━━━ 本文抜粋

今週のお言葉 – 20

主なる御神、このたびの転業が御心に叶うのでしたら、どうぞすべてのことを備えてください。
しかし、御心に添わないのでしたら、次に進むべき道を教えてください。
どうか商売をすることによって、私たち親子兄弟が心を濁すことのないように導いてください。
神の栄光を現すために、わたしたちをどうかお使いください
『愛の鬼才-西村久蔵の歩んだ道-』 三浦綾子 著 新潮社
最近読んだ本の中で、とても感動したものがある。
三浦綾子さんがお書きになった、西村久蔵さんの“記録”である。クリスチャンなら知っている方も多いと思うが、残念ながらぼくは西村久蔵さんを存知上げなかった。
西村久蔵さんを、「何々を為した人」と説明するのは難しい。高校の先生で、禁酒運動の提唱者で、札幌のニシムラ洋菓子店の創設者で、北海道のキリスト村の開拓者で……。
だが、何を為したというより、生きる姿勢そのものが尊く、美しく、謙虚そのものなのだ。
西村久蔵さんは驚くほど多くの人の心と魂の中に生き、彼らの人生を大きく変えた。

━━━━━━
━━━ 項目一覧

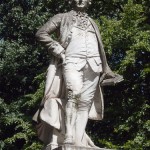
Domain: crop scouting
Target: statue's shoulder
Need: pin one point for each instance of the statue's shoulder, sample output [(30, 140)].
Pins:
[(60, 16)]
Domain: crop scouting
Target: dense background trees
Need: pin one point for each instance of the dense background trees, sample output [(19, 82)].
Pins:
[(125, 29)]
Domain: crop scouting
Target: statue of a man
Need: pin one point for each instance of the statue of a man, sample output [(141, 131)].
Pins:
[(72, 93)]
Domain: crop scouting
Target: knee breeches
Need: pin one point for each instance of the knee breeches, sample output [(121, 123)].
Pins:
[(81, 85)]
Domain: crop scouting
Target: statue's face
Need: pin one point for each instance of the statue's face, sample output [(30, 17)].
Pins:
[(81, 4)]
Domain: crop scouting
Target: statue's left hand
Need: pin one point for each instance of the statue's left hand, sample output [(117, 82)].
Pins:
[(107, 75)]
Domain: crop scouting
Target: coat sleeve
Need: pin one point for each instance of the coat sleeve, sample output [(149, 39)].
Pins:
[(44, 35)]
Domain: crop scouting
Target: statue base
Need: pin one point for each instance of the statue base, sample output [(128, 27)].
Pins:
[(73, 147)]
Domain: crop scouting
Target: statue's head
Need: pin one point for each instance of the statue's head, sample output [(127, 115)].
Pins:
[(80, 4)]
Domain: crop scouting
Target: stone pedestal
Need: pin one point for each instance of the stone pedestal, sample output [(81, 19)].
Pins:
[(72, 147)]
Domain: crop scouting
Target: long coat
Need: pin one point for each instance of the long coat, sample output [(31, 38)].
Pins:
[(51, 112)]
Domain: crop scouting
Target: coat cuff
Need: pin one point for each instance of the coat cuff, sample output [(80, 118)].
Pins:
[(57, 49)]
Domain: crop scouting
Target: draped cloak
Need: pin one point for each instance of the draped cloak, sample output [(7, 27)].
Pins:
[(50, 115)]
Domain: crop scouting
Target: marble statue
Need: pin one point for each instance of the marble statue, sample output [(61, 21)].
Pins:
[(73, 85)]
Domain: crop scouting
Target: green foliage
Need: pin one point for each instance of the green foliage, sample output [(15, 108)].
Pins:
[(125, 29)]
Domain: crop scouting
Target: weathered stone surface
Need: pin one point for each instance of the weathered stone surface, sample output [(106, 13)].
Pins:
[(72, 147)]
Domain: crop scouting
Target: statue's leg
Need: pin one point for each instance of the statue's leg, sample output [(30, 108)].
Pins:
[(90, 82), (74, 82)]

━━━━━━

- _設問_:
1. 西村久蔵さんについての文章によると、西村久蔵さんが創設したのは札幌の何という店ですか。
2. 西村久蔵さんについての文章の続きを書いてください。

- _解答_:
1. ニシムラ洋菓子店です。

2.
キリストの説いた「愛」を自らの行動で、生き切った人。西村さんに出会ったすべての人は、誰もが自分だけが特別に愛されていると感じたという。「自分さえよければ……」という人の多い世の中で、誰が、これほど他人を愛することができるだろう。一度か二度しか逢ったことのない人にさえ、肉親のように親身に接した。自分に厳しく、他人にやさしい。それも限りなくやさしかった。
だからこそ、いまだに多くの人が、西村久蔵さんを敬愛し続けているのだろう。
作家、三浦綾子さんをして、その生涯をどうしても書かずにはいられなかった人。三浦さんも貧しい結核患者の時代に、西村さんに出会った一人だという。それも、わざわざ西村さんの方から、訪ねて来たのだという。三浦さんがまだ作家としてデビューなどしていない、結核で苦しむ貧しい一人の療養者だった時にである。
親戚さえも敬遠した結核患者。初対面の西村さんはこう言ったという。
「あなたは札幌に、甘えることのできる親戚や友人がありますか」
三浦さんが「ない」と答えると、
「では、今日から私を親戚だと思って、何でもわがままを言ってください」
西村さんのこの言葉が、当時、頑なになっていた三浦さんの心を溶かしたのだという。
ぼくは本を読みながら、何度、文字がにじんで読めなくなったことだろう。電車の中で読むには、本当に適さない本である。人から、なんで泣いているのだろうと不審がられるから。
そんな西村久蔵さんが、洋菓子店を始めるときに、資金繰りで苦労して、お母さんのカクさんと交わした会話がとても印象深い。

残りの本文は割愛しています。